■ Required work:
Would you please write out each entry precisely as given?

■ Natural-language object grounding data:
....................

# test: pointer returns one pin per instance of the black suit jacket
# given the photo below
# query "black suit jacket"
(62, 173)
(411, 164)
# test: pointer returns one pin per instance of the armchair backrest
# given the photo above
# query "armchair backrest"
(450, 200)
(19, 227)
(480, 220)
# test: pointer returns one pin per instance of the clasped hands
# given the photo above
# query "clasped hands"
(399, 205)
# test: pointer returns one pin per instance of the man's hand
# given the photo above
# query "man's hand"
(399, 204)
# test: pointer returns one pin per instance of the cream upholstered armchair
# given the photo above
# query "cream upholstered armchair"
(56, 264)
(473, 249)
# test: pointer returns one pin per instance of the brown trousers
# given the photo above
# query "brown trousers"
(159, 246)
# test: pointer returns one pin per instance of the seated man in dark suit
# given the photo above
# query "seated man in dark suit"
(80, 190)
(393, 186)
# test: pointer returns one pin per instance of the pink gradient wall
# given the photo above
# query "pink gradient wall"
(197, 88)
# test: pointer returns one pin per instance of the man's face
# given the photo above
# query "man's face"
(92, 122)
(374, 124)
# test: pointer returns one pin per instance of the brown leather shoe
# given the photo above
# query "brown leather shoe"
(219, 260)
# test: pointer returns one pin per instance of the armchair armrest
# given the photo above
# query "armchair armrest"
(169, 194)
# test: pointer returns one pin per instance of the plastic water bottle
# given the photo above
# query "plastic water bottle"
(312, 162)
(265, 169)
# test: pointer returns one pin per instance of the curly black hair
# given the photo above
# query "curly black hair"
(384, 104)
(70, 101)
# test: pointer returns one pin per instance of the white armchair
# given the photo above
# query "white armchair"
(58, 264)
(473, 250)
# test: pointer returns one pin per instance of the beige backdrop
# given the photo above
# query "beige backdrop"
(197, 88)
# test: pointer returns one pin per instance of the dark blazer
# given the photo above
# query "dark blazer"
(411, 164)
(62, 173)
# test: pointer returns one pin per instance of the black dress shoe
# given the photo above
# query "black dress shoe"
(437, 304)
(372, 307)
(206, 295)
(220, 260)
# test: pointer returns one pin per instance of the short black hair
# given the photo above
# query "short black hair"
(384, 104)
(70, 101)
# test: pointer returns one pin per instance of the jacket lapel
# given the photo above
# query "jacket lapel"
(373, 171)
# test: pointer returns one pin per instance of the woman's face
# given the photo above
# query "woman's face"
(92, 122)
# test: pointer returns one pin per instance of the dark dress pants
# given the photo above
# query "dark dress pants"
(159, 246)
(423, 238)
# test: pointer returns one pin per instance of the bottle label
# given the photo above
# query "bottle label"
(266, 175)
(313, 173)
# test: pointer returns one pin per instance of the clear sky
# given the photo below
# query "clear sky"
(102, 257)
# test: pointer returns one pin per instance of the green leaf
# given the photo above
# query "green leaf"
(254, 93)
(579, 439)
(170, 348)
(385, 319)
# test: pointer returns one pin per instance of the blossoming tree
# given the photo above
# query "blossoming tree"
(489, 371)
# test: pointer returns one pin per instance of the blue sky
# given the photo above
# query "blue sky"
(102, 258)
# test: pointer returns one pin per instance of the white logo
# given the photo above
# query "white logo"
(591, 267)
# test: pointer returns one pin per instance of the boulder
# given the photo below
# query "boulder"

....................

■ Answer space:
# test: pointer returns one pin per instance of the black suit jacket
# given the photo below
# query "black suit jacket"
(62, 173)
(411, 164)
# test: pointer returns one pin per instance of the armchair backrest
# given the photo above
# query "armchair backrest"
(450, 200)
(19, 227)
(480, 220)
# test: pointer returns one pin per instance of the clasped hands
# given the photo above
# query "clasped hands"
(399, 205)
# test: pointer returns one pin per instance of the man's hand
# given the photo above
# query "man's hand"
(399, 204)
# test: pointer returns one pin per instance of the cream upholstered armchair
# given the photo above
# query "cream upholstered armchair"
(56, 264)
(473, 249)
# test: pointer returns one pin per instance of the brown trousers
# given the photo above
# query "brown trousers"
(159, 246)
# test: pointer returns one pin per instance of the seated man in dark suit
# given the photo above
# query "seated man in dark suit"
(80, 190)
(393, 186)
# test: pointer returns one pin per instance of the pink gradient wall
# given the photo above
# query "pink gradient wall"
(197, 88)
# test: pointer returns one pin per instance of the man's face
# given the photo above
# query "man's face"
(92, 122)
(374, 124)
# test: pointer returns one pin per instance of the brown leather shoe
# given the photo above
# query "brown leather shoe"
(219, 260)
# test: pointer returns one pin per instance of the armchair armrest
# given the photo above
# query "armchair armrest"
(169, 194)
# test: pointer returns one pin per instance of the plastic water bottle
# given the photo above
# query "plastic water bottle"
(312, 162)
(265, 169)
# test: pointer returns one pin per instance of the curly black hair
# given the photo above
# query "curly black hair"
(384, 104)
(70, 101)
# test: pointer returns one pin per instance of the white armchair
# given the photo above
# query "white armchair"
(58, 264)
(473, 250)
# test: pointer returns one pin per instance of the beige backdrop
# given the photo above
# query "beige backdrop"
(197, 88)
# test: pointer returns one pin per instance of the dark blazer
# given the photo above
# query "dark blazer"
(411, 164)
(62, 173)
# test: pointer returns one pin per instance of the black dress shoe
# given the photo above
# query "black dress shoe"
(437, 304)
(372, 307)
(206, 295)
(220, 260)
# test: pointer returns one pin per instance of the short black hair
# given the photo above
# query "short black hair"
(384, 104)
(70, 101)
# test: pointer returns one pin per instance of the jacket lapel
# given the photo above
# query "jacket lapel"
(373, 171)
# test: pointer returns one pin per instance of the woman's face
# given the photo above
# query "woman's face"
(92, 122)
# test: pointer returns one pin per instance of the dark dress pants
# given the photo above
# query "dark dress pants"
(159, 246)
(423, 238)
# test: pointer returns one pin per instance of the bottle label
# given the photo above
# query "bottle label"
(266, 175)
(313, 173)
# test: pointer returns one pin per instance of the clear sky
# given the photo below
# query "clear sky"
(102, 257)
# test: pointer returns one pin per instance of the green leaf
# given the photo above
# query "green leaf"
(254, 93)
(579, 439)
(170, 348)
(385, 319)
# test: pointer returns one pin per instance of the blossoming tree
# given the photo above
# query "blossoming tree"
(489, 371)
# test: pointer returns one pin per instance of the blue sky
# given the photo above
# query "blue sky"
(102, 258)
# test: pointer returns one pin per instance of the white logo
# given the photo above
# query "white logo"
(591, 267)
# test: pointer returns one pin per instance of the boulder
# given the photo below
# query "boulder"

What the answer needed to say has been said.